Exact reproduction of the data is required, with images excluded.

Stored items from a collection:
******
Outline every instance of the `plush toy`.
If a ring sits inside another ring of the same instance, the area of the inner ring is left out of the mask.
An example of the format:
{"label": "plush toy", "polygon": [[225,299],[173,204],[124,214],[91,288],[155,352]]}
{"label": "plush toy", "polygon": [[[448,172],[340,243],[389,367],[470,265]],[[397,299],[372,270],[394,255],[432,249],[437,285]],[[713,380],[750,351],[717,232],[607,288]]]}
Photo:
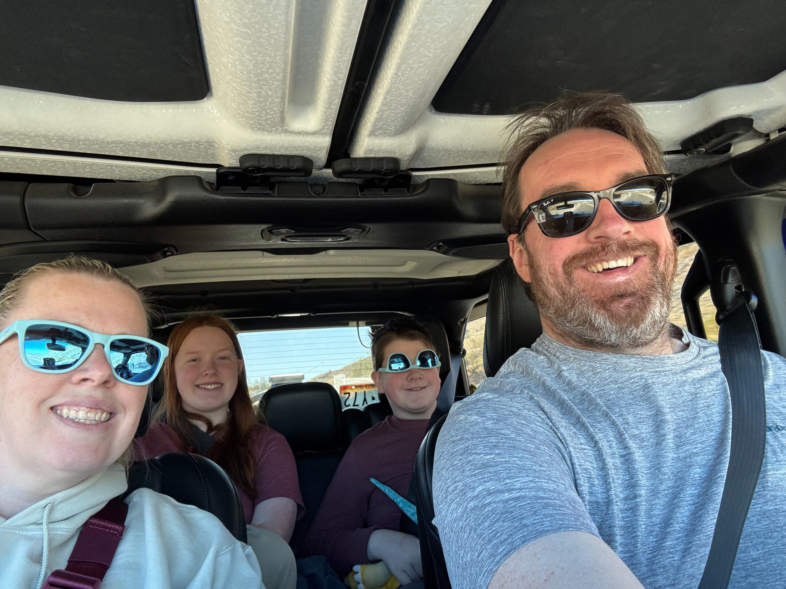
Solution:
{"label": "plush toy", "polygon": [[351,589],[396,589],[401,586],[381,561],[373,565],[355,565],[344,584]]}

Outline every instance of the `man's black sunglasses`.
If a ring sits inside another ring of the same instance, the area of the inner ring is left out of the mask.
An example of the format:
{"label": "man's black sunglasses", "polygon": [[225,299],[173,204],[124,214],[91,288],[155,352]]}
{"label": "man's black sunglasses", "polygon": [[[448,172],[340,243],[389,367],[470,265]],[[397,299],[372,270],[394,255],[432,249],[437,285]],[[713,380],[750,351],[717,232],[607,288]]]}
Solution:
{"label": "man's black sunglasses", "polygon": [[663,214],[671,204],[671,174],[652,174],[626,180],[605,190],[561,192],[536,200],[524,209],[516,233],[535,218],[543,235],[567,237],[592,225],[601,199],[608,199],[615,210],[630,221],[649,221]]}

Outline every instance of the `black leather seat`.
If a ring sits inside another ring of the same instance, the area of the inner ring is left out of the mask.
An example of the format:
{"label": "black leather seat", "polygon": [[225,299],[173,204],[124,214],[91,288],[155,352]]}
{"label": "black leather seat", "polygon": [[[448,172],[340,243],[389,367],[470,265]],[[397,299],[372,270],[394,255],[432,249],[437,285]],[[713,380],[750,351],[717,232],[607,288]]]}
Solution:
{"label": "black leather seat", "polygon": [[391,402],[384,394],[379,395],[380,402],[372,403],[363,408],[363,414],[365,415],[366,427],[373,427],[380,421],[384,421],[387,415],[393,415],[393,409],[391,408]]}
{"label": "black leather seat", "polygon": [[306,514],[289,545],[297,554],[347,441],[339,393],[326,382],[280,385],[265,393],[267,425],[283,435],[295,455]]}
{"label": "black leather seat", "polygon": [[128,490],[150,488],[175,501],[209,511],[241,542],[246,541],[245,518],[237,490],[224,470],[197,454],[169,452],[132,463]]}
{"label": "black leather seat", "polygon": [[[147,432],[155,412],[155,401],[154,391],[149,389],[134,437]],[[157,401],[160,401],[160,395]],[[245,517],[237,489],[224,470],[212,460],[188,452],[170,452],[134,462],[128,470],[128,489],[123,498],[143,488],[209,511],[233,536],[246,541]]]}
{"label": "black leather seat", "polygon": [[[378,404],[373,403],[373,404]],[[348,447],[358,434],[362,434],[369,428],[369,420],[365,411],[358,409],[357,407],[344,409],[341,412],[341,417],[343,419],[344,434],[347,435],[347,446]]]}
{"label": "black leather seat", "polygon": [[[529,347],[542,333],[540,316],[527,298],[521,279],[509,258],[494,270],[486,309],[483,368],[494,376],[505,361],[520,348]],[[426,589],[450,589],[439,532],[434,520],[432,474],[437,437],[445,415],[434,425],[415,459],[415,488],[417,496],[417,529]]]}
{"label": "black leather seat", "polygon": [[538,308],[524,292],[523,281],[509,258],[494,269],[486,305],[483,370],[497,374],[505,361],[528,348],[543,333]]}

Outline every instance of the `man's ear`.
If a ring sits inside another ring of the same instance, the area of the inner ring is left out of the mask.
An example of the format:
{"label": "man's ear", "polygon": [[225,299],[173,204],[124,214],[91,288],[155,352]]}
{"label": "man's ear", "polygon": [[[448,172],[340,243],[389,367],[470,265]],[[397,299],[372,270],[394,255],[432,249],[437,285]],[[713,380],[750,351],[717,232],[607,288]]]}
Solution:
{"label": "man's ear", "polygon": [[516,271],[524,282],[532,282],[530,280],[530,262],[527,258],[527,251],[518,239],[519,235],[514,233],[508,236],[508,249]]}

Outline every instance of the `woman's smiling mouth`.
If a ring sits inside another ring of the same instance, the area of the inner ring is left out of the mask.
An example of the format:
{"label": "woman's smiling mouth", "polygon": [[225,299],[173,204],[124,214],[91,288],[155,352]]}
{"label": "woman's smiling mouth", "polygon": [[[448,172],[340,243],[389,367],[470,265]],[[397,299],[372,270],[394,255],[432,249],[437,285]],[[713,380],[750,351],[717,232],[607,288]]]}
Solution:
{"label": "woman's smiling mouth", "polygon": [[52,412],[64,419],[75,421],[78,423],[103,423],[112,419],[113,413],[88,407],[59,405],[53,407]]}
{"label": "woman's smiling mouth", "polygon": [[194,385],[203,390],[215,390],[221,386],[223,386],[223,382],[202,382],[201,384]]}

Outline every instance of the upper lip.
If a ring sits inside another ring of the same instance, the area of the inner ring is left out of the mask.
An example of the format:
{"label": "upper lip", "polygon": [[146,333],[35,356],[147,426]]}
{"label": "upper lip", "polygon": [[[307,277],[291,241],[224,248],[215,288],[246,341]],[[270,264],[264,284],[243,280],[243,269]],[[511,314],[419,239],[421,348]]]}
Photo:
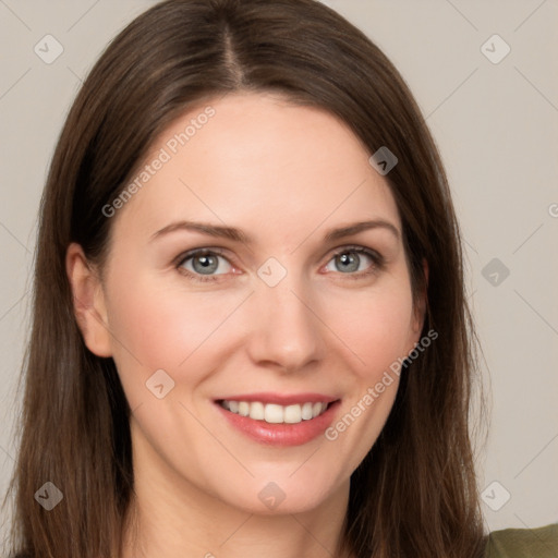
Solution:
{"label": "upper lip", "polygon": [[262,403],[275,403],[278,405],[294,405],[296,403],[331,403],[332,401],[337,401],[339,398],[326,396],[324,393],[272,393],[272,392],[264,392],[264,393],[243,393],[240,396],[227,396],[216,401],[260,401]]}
******
### Complete answer
Outline every instance of the `plush toy`.
If a ring sits inside another ring of the same instance, the area of the inner ring is left out of the mask.
An example of the format:
{"label": "plush toy", "polygon": [[225,299],[173,204],[124,214],[91,288],[155,352]]}
{"label": "plush toy", "polygon": [[[448,172],[340,243],[389,367],[470,265]],[[397,299],[372,270],[394,255],[432,249],[437,285]],[[713,380],[750,351],[717,232],[607,288]]]}
Photo:
Solution:
{"label": "plush toy", "polygon": [[351,589],[396,589],[401,586],[381,561],[373,565],[355,565],[344,584]]}

Outline every instance of the `man's black sunglasses`.
If a ring sits inside another ring of the same instance, the area of the inner ring is left out of the mask.
An example of the format:
{"label": "man's black sunglasses", "polygon": [[225,299],[173,204],[124,214],[91,288],[155,352]]}
{"label": "man's black sunglasses", "polygon": [[[448,172],[340,243],[389,367],[470,265]],[[397,299],[372,270],[394,255],[432,249],[437,285]],[[713,380],[750,351],[717,232],[607,288]]]}
Solution:
{"label": "man's black sunglasses", "polygon": [[663,214],[671,204],[671,174],[652,174],[626,180],[605,190],[561,192],[536,200],[524,209],[516,233],[535,218],[543,235],[567,237],[592,225],[601,199],[608,199],[615,210],[630,221],[649,221]]}

Outline every instance of the `black leather seat`.
If a ring sits inside another ring of the same instance, the area of the inner ring is left out of the mask.
An example of the format:
{"label": "black leather seat", "polygon": [[225,299],[173,204],[124,214],[91,288],[155,352]]}
{"label": "black leather seat", "polygon": [[[448,172],[340,243],[389,367],[470,265]],[[397,299],[372,270],[394,255],[432,249],[437,285]],[[713,380],[750,351],[717,232],[607,288]]]}
Solution:
{"label": "black leather seat", "polygon": [[391,402],[384,394],[379,395],[380,402],[372,403],[363,408],[363,414],[365,415],[366,427],[373,427],[380,421],[384,421],[387,415],[393,415],[393,409],[391,408]]}
{"label": "black leather seat", "polygon": [[306,514],[289,545],[297,554],[347,441],[339,393],[326,382],[280,385],[265,393],[267,425],[283,435],[295,455]]}
{"label": "black leather seat", "polygon": [[128,490],[150,488],[175,501],[209,511],[241,542],[246,541],[245,518],[237,490],[224,470],[197,454],[169,452],[132,463]]}
{"label": "black leather seat", "polygon": [[[147,432],[155,412],[155,401],[154,391],[149,389],[134,437]],[[157,401],[160,401],[160,395]],[[245,517],[237,489],[224,470],[212,460],[188,452],[170,452],[134,462],[128,470],[128,489],[123,498],[143,488],[209,511],[233,536],[246,541]]]}
{"label": "black leather seat", "polygon": [[[378,404],[373,403],[373,404]],[[348,447],[358,434],[362,434],[369,428],[369,420],[365,411],[358,409],[357,407],[344,409],[341,412],[341,417],[343,419],[344,434],[347,435],[347,446]]]}
{"label": "black leather seat", "polygon": [[[529,347],[542,333],[540,316],[527,298],[521,279],[509,258],[494,270],[486,309],[483,368],[494,376],[505,361],[520,348]],[[426,589],[450,589],[439,532],[434,520],[432,474],[437,437],[445,415],[434,425],[415,459],[415,488],[417,496],[417,529]]]}
{"label": "black leather seat", "polygon": [[538,308],[524,292],[523,281],[509,258],[494,269],[486,305],[483,370],[497,374],[505,361],[528,348],[543,333]]}

Outline every instance of the `man's ear`.
If a ring sits inside another ring of the same instance, the area of the inner ring is left out of the mask.
An example of the format:
{"label": "man's ear", "polygon": [[225,299],[173,204],[124,214],[91,288],[155,352]]}
{"label": "man's ear", "polygon": [[[448,172],[340,243],[389,367],[470,265]],[[397,299],[372,270],[394,255],[432,249],[437,285]],[[713,380],[750,351],[717,232],[607,288]]]}
Solution:
{"label": "man's ear", "polygon": [[516,271],[524,282],[532,282],[530,280],[530,262],[527,258],[527,251],[518,239],[519,235],[514,233],[508,236],[508,249]]}

Outline every instance of the `woman's smiling mouth`.
If a ring sits inside another ring of the same instance, the area of the inner ring is left out of the mask.
An example of the format:
{"label": "woman's smiling mouth", "polygon": [[225,299],[173,204],[124,214],[91,288],[155,352]]}
{"label": "woman's smiling mouth", "polygon": [[[448,172],[340,243],[389,367],[470,265]],[[397,299],[372,270],[394,255],[432,249],[437,285]],[[713,380],[750,351],[717,232],[607,288]]]}
Solution:
{"label": "woman's smiling mouth", "polygon": [[52,412],[64,419],[75,421],[78,423],[103,423],[112,419],[113,413],[88,407],[59,405],[53,407]]}
{"label": "woman's smiling mouth", "polygon": [[194,385],[203,390],[215,390],[221,386],[223,386],[223,382],[202,382],[201,384]]}

Outline every instance of the upper lip.
If a ring sits inside another ring of the same instance, the area of the inner ring is left out of the mask.
An example of the format:
{"label": "upper lip", "polygon": [[146,333],[35,356],[147,426]]}
{"label": "upper lip", "polygon": [[[307,277],[291,241],[224,248],[215,288],[246,341]],[[270,264],[264,284],[243,280],[243,269]],[[511,314],[419,239],[421,348]]]}
Photo:
Solution:
{"label": "upper lip", "polygon": [[262,403],[275,403],[278,405],[294,405],[296,403],[331,403],[332,401],[337,401],[339,398],[326,396],[324,393],[272,393],[272,392],[264,392],[264,393],[243,393],[240,396],[227,396],[216,401],[260,401]]}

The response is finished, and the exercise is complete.